### EXERCISE
Can you filter the listing below down to every line that contains the string "front"? Treat the match as case-sensitive, and copy each matching line in full.

· · ·

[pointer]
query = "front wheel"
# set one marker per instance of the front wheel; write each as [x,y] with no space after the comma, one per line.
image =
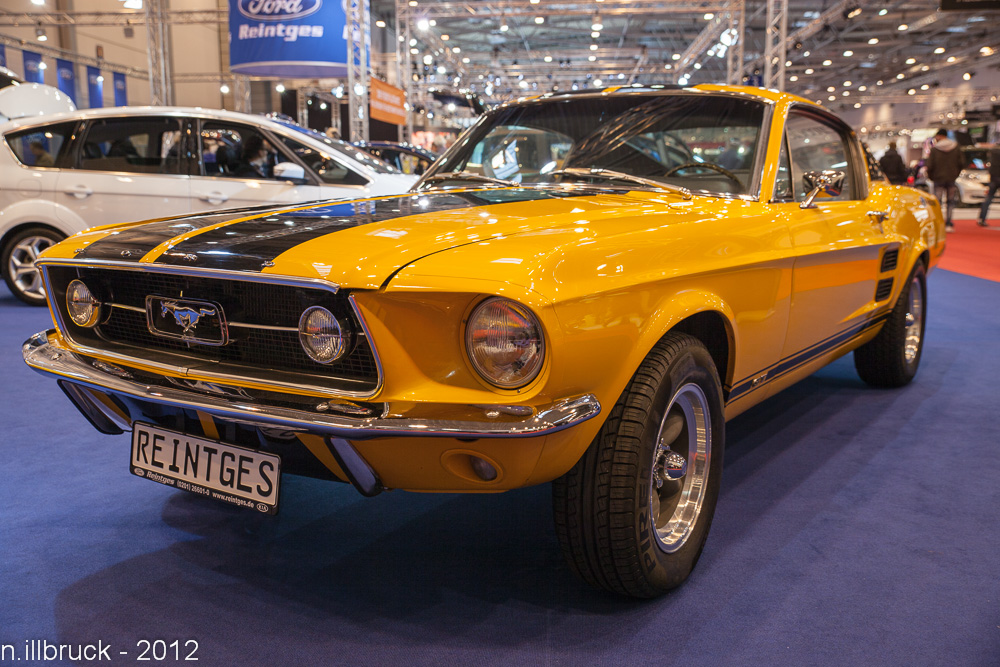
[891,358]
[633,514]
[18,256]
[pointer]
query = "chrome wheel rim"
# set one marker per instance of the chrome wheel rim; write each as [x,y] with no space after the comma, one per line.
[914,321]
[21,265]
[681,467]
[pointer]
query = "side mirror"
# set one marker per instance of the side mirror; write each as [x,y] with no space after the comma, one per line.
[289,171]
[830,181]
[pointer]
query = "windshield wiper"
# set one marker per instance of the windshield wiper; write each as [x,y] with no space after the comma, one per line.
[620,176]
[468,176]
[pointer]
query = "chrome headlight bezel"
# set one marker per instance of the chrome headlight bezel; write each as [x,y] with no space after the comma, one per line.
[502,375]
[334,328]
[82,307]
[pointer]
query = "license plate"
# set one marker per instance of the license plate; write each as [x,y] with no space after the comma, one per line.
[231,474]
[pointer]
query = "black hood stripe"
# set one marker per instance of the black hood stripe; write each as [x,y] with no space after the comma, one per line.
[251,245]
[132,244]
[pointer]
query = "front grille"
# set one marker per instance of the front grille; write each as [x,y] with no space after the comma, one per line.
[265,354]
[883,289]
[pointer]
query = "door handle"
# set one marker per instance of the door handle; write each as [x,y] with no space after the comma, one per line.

· · ·

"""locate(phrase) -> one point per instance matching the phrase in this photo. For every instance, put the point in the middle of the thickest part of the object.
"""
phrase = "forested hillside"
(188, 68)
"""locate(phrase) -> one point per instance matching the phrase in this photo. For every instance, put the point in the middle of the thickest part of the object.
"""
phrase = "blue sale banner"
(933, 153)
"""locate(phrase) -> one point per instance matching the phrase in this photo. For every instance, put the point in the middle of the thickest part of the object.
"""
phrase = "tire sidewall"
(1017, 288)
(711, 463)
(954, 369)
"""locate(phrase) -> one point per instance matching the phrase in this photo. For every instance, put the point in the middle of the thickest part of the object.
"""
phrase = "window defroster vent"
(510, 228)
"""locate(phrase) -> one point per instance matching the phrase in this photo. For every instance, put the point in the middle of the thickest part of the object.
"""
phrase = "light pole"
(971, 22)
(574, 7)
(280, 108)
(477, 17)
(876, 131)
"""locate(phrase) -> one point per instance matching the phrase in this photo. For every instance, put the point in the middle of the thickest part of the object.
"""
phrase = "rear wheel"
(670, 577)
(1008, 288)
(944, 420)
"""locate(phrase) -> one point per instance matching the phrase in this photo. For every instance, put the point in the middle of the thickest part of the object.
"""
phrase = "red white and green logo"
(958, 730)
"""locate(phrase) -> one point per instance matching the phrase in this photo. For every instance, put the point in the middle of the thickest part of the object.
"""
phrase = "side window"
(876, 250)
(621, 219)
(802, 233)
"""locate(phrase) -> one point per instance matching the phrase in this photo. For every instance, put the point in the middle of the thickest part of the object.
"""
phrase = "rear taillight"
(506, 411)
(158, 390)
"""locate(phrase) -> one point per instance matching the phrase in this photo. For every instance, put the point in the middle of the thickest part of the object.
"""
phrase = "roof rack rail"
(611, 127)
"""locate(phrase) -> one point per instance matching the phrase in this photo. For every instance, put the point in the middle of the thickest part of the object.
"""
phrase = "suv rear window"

· · ·

### FINISHED EXERCISE
query = "front wheel"
# set one marker per instance of the front wheel; write each as [x,y] with no space after the comma, one per line.
query = "front grille"
# set one marker per instance of the front grille; write each as [x,y] with no space after the comma, one per line.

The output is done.